Directives:
[1] Reproduce the portion of the article on fetish magazines starting with "Today’s budding fetishists" and going on through "was a problem.".
[2] Write the next part of the article on fetish magazines, picking up after its final sentence.

Extract:
————
How times change. Ten years ago, finding magazines with such titles meant entering a tiny, decrepit yellow storefront that specialized in smut, where hunched, shifty-eyed men clustered before shrink-wrapped packets of overpriced magazines.

But now, in almost any magazine store in the city, you can find publications such as the British “fem-dom” magazine Goddess, billed on its cover as “Devoted to the Superior Female.”

The cavalcade of hot magazines is but one aspect of a burgeoning nationwide taste for S&M that renders its aficionados more than merely the subculture others might have thought them to be. They are now organized and demanding, a targetable marketing demographic.

Practitioners focus on magazines not just for masturbatory material, but as an affirmation of their interests. Fem dom mags are the international newsletters for current practitioners of the art of consensual torture.

Today’s budding fetishists have it easy. A young man with a hankering for domination, who likes his women encased in leather, won’t have any problem finding girls with similar inclinations at regular public parties held for people who share that taste, nor any difficulty finding magazines to give him ideas. Older men, however, forged on the crucible of more repressed times, probably remember when finding specialized porno was a problem.

Until the `20s, masochists made do with postcards featuring photographic images of women in dominant poses (the German-based publishing house Taschen has gathered and reprinted collections of these postcards in book form). In the `40s, however, Irving Klaw became a force in fetish images. His shop, Movie Star News, was (and still is) a movie still collector’s boutique with a sideline catering to special interests. Klaw (now deceased) and his sister Paula shot and printed bondage and fetish shots, often featuring the vivacious model Betty Page. Irving Klaw collected some of the photographs in digest-sized magazines with titles such as Dominant Damsels. Page was a regular in other magazines of this kind, especially Exotique.
————
Listing:
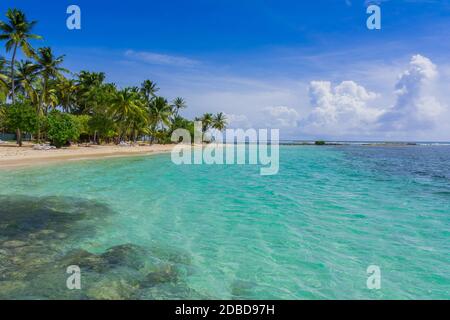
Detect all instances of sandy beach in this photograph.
[0,144,173,169]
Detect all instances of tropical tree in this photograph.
[111,88,147,140]
[73,71,107,114]
[195,113,213,142]
[15,60,39,104]
[0,9,42,103]
[6,102,38,147]
[211,112,227,132]
[141,80,159,102]
[36,47,69,141]
[0,57,9,102]
[149,97,173,143]
[172,97,187,116]
[55,77,78,112]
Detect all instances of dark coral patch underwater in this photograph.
[0,196,205,299]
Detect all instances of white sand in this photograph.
[0,144,173,169]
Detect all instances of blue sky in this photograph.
[0,0,450,140]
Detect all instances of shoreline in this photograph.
[0,144,173,170]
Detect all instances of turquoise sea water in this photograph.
[0,146,450,299]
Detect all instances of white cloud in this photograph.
————
Answers for this exercise:
[1]
Today’s budding fetishists have it easy. A young man with a hankering for domination, who likes his women encased in leather, won’t have any problem finding girls with similar inclinations at regular public parties held for people who share that taste, nor any difficulty finding magazines to give him ideas. Older men, however, forged on the crucible of more repressed times, probably remember when finding specialized porno was a problem.

[2]
Klaw, driven out of business by various anti-porn crusades, was succeeded by John Willie’s sporadic Bizarre. That magazine provided readers a forum for voicing their interests and an avenue for rebelling against an intolerant society. Isolated perverts in the midwest, if they were able to find a copy of Bizarre, must have felt ushered into a world that affirmed their interests rather then ridiculed them.

From the `50s to the `60s, female domination was still a rarity, even as more accessible adult magazines, such as Playboy, began to appear. Specialized “fem-dom” magazines began to emerge with the relaxation of pornography laws in late the `60s and early `70s. A company called Parliament Press put out Aggressive Women Who Demand to Meet You! A contact magazine, it was the flagship publication of a group that included such fetish favorites as High Heels and Bitches in Boots. Parliament’s magazines had striking covers, but the internal material only intermittently showed the mark of professional interest.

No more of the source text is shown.